[Rows from a dataset]
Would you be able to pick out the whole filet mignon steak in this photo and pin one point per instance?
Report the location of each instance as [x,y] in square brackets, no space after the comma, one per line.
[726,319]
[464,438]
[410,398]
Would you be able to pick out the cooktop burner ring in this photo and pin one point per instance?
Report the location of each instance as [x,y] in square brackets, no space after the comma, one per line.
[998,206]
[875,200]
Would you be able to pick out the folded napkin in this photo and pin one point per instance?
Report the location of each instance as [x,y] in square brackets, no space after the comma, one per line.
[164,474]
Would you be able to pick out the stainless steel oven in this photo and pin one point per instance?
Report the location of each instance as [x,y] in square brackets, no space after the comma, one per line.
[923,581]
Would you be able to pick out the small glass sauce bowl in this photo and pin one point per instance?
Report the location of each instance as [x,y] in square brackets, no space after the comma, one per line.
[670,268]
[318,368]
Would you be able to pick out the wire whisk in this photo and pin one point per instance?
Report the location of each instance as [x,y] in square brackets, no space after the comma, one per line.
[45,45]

**What is needed**
Pull out the lines word for word, starting at the one that contains "Would you be able to pick out the folded" and continuing through the end of the entries.

**Reply**
Would you be able to pick out the folded napkin in this photo and pin one point per instance?
Report the location of each instance as [x,y] in square brackets, no space after the comma, one per line.
[164,474]
Would you be able to pick out the stainless steel oven in this photo and pin one point per instance?
Report the location of each instance as [x,y] in square brackets, no space after the comma, one per line.
[923,581]
Would you be able to pick out the small glass sauce bowl in this photo and pin one point per instance?
Report the location of each instance as [x,y] in square brackets, no space after the comma, one per line.
[670,268]
[318,368]
Would you be able to pick out the wire whisk in this photo and pin one point per instance?
Report the location of each instance as [x,y] in square brackets, no space after the comma, one per line.
[45,45]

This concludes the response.